*** WORKING DATA ***
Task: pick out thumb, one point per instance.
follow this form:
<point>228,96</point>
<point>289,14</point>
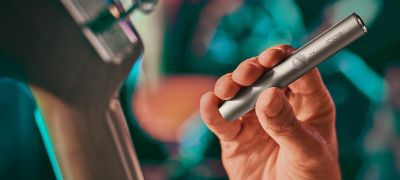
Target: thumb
<point>277,118</point>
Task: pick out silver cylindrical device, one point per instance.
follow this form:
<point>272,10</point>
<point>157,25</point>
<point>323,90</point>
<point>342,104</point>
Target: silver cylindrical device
<point>299,63</point>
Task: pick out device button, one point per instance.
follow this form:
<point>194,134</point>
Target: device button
<point>299,61</point>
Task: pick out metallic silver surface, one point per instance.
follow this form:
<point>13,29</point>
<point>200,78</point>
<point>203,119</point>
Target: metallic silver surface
<point>302,61</point>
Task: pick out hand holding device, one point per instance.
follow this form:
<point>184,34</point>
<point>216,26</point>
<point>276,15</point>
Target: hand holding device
<point>302,61</point>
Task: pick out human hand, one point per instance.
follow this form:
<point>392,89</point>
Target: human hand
<point>291,132</point>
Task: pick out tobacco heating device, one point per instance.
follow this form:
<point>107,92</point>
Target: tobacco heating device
<point>300,62</point>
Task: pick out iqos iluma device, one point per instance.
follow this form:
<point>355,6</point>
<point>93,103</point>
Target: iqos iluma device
<point>299,63</point>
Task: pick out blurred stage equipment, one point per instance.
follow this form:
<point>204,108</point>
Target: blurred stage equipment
<point>75,54</point>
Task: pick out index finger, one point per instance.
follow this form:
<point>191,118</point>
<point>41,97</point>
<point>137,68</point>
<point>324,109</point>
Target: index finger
<point>310,83</point>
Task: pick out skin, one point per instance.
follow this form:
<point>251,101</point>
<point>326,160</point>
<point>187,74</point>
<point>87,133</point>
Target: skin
<point>291,133</point>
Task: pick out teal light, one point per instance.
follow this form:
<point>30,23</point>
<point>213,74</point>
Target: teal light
<point>364,78</point>
<point>41,123</point>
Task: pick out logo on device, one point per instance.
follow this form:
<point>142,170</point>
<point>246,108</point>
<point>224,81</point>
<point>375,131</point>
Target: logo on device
<point>299,61</point>
<point>334,38</point>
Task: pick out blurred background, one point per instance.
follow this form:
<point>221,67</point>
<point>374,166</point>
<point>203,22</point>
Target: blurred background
<point>190,43</point>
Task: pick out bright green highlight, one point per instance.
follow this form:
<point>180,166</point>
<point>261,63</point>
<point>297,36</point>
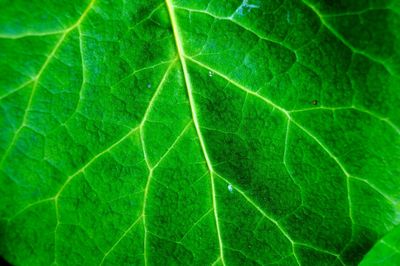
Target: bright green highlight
<point>194,132</point>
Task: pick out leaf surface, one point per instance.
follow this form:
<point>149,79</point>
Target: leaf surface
<point>198,132</point>
<point>386,251</point>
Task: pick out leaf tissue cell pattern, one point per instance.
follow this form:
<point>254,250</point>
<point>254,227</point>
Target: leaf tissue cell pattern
<point>194,132</point>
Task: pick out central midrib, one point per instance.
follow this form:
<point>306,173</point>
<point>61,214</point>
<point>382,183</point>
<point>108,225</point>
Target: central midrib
<point>188,84</point>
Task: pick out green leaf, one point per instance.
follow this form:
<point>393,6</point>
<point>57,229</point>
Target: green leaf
<point>193,132</point>
<point>386,251</point>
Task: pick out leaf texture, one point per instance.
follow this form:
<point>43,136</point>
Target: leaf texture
<point>193,132</point>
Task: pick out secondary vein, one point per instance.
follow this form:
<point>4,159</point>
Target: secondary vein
<point>188,83</point>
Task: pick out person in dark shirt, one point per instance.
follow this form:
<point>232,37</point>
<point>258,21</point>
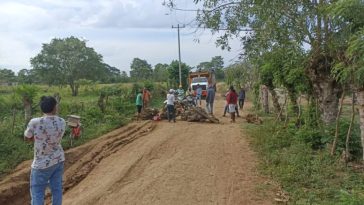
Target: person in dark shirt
<point>241,98</point>
<point>232,100</point>
<point>210,98</point>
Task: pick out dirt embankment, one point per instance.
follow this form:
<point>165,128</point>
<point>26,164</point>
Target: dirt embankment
<point>156,163</point>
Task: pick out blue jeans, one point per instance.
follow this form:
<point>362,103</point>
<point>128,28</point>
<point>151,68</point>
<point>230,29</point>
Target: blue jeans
<point>210,107</point>
<point>41,178</point>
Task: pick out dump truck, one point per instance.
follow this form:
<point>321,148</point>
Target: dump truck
<point>204,78</point>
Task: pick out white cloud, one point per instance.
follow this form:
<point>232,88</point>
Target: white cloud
<point>120,30</point>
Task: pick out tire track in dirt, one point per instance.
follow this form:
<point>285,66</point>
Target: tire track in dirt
<point>155,163</point>
<point>177,163</point>
<point>80,161</point>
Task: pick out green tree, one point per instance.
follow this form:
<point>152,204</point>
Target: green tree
<point>124,77</point>
<point>349,68</point>
<point>140,69</point>
<point>267,23</point>
<point>25,76</point>
<point>7,76</point>
<point>64,61</point>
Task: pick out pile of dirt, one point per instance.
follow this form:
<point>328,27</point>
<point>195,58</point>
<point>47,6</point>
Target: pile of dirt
<point>198,114</point>
<point>254,119</point>
<point>148,113</point>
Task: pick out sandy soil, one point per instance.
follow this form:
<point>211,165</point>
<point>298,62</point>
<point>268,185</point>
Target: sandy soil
<point>157,163</point>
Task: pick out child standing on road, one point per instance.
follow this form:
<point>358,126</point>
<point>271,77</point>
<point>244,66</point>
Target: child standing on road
<point>47,168</point>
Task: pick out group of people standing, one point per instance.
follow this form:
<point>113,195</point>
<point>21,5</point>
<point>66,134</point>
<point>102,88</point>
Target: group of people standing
<point>234,101</point>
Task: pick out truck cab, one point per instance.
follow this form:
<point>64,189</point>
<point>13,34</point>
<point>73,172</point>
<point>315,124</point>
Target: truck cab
<point>201,78</point>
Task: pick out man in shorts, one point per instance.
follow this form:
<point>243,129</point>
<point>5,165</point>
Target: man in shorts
<point>139,104</point>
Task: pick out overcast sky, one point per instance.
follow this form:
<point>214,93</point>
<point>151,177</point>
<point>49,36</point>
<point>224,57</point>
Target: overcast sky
<point>119,30</point>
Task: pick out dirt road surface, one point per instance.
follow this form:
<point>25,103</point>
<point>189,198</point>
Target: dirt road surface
<point>157,163</point>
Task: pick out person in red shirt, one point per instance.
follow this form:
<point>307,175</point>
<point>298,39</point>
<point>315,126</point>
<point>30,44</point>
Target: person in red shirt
<point>232,100</point>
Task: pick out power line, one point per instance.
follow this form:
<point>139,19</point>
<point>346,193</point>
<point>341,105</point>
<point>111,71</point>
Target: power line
<point>179,53</point>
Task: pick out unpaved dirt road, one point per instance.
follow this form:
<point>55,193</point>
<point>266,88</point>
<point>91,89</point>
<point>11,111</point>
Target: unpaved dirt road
<point>157,163</point>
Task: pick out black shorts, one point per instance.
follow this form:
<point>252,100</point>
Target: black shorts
<point>139,108</point>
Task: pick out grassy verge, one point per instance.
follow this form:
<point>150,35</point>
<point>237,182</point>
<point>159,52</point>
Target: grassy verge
<point>298,159</point>
<point>120,109</point>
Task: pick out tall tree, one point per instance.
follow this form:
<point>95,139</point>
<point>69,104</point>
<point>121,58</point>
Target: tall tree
<point>140,69</point>
<point>160,72</point>
<point>25,76</point>
<point>348,17</point>
<point>64,61</point>
<point>266,22</point>
<point>7,75</point>
<point>124,77</point>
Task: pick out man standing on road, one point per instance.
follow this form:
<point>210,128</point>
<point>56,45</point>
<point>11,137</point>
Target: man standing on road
<point>170,106</point>
<point>210,99</point>
<point>139,103</point>
<point>146,97</point>
<point>232,100</point>
<point>241,98</point>
<point>198,94</point>
<point>226,108</point>
<point>47,168</point>
<point>180,93</point>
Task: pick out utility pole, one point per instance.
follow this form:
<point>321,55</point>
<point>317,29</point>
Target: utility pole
<point>179,53</point>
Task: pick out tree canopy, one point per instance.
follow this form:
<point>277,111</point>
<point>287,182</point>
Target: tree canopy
<point>140,69</point>
<point>64,61</point>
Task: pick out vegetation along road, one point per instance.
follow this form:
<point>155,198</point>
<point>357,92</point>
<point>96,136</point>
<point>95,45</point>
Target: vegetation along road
<point>157,163</point>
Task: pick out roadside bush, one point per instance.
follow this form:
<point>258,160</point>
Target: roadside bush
<point>298,158</point>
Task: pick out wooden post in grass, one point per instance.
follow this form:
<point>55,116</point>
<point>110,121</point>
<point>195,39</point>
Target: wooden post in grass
<point>333,148</point>
<point>347,153</point>
<point>13,123</point>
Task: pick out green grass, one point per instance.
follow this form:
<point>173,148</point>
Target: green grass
<point>291,156</point>
<point>119,111</point>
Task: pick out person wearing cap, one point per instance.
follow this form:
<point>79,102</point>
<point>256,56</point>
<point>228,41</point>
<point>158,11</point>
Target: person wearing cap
<point>198,94</point>
<point>48,165</point>
<point>210,98</point>
<point>170,106</point>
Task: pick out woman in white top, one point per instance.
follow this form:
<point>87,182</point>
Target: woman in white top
<point>170,106</point>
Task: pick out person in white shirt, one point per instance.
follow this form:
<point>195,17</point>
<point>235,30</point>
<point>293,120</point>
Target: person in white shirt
<point>47,169</point>
<point>170,106</point>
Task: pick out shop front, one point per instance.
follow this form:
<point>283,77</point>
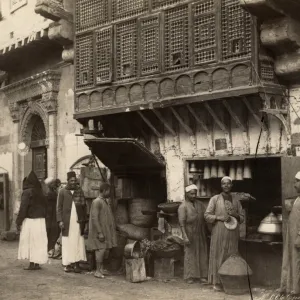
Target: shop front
<point>174,92</point>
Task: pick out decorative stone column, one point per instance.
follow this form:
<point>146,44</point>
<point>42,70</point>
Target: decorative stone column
<point>36,95</point>
<point>16,186</point>
<point>49,102</point>
<point>61,30</point>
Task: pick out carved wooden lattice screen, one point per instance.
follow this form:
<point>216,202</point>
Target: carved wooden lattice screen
<point>128,8</point>
<point>204,29</point>
<point>119,40</point>
<point>91,13</point>
<point>164,3</point>
<point>236,31</point>
<point>104,52</point>
<point>150,46</point>
<point>126,50</point>
<point>176,38</point>
<point>84,61</point>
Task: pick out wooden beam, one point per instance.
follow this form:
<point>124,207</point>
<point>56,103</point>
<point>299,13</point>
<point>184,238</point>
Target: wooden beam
<point>197,118</point>
<point>234,115</point>
<point>181,122</point>
<point>256,117</point>
<point>215,117</point>
<point>205,128</point>
<point>156,132</point>
<point>164,121</point>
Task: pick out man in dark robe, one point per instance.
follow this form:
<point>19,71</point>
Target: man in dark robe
<point>53,230</point>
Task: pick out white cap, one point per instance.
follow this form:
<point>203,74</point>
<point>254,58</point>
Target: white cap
<point>226,178</point>
<point>190,188</point>
<point>49,180</point>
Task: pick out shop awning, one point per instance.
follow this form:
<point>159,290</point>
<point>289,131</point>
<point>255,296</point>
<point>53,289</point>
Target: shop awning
<point>123,154</point>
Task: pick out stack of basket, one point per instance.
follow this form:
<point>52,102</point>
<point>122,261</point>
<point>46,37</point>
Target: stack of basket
<point>131,220</point>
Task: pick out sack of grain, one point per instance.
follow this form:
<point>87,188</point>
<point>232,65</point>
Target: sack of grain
<point>122,213</point>
<point>136,217</point>
<point>134,232</point>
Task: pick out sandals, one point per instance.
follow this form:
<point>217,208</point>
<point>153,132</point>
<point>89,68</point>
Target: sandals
<point>99,275</point>
<point>32,267</point>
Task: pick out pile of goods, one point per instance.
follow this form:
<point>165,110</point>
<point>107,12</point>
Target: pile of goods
<point>166,248</point>
<point>131,220</point>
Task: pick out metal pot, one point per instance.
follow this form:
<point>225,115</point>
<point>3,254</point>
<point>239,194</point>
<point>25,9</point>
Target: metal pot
<point>270,225</point>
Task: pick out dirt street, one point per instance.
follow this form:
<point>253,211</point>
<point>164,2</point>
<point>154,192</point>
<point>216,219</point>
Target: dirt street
<point>52,283</point>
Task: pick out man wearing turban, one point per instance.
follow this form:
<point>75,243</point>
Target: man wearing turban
<point>71,217</point>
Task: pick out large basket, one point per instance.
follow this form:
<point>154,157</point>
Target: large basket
<point>235,285</point>
<point>136,208</point>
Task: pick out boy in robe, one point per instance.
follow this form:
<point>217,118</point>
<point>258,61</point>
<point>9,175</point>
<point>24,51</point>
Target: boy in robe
<point>102,228</point>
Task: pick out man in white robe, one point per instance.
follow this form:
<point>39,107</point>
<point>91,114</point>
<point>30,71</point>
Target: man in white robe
<point>71,216</point>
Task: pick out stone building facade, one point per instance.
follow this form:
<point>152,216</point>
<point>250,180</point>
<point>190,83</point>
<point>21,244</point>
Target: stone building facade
<point>36,98</point>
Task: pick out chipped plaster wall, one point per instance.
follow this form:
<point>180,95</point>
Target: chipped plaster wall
<point>21,22</point>
<point>6,146</point>
<point>69,147</point>
<point>294,96</point>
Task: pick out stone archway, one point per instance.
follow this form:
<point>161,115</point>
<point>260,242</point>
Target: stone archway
<point>37,158</point>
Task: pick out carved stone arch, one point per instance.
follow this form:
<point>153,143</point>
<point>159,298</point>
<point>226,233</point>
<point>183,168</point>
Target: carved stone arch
<point>27,122</point>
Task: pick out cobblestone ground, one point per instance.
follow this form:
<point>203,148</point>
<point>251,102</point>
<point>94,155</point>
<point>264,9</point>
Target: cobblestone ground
<point>52,283</point>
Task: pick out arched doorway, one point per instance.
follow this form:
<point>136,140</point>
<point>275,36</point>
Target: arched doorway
<point>38,147</point>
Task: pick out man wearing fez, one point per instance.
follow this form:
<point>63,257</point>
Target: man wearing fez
<point>71,217</point>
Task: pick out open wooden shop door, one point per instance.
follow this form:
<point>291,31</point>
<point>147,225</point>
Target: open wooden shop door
<point>137,172</point>
<point>290,165</point>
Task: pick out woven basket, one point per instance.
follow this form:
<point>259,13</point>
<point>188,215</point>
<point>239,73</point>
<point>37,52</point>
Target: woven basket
<point>122,214</point>
<point>136,217</point>
<point>235,285</point>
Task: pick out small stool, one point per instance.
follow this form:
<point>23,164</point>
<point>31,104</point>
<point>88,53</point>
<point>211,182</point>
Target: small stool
<point>135,270</point>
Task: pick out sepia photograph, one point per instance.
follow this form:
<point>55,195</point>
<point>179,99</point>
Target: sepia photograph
<point>150,149</point>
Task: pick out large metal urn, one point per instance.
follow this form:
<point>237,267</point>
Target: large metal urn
<point>270,227</point>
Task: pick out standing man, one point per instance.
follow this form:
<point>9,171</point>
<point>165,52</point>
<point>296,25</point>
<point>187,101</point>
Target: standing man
*** End of WORKING DATA ***
TASK STATEMENT -
Repeat exactly the lines above, from the line that contains "<point>232,37</point>" down through the line that contains "<point>26,164</point>". Include both of those lines and none of the pictures.

RESULT -
<point>232,37</point>
<point>258,21</point>
Target: person in dark shirt
<point>241,98</point>
<point>232,100</point>
<point>210,98</point>
Task: pick out dirt embankment, one point per instance.
follow this form:
<point>165,128</point>
<point>26,164</point>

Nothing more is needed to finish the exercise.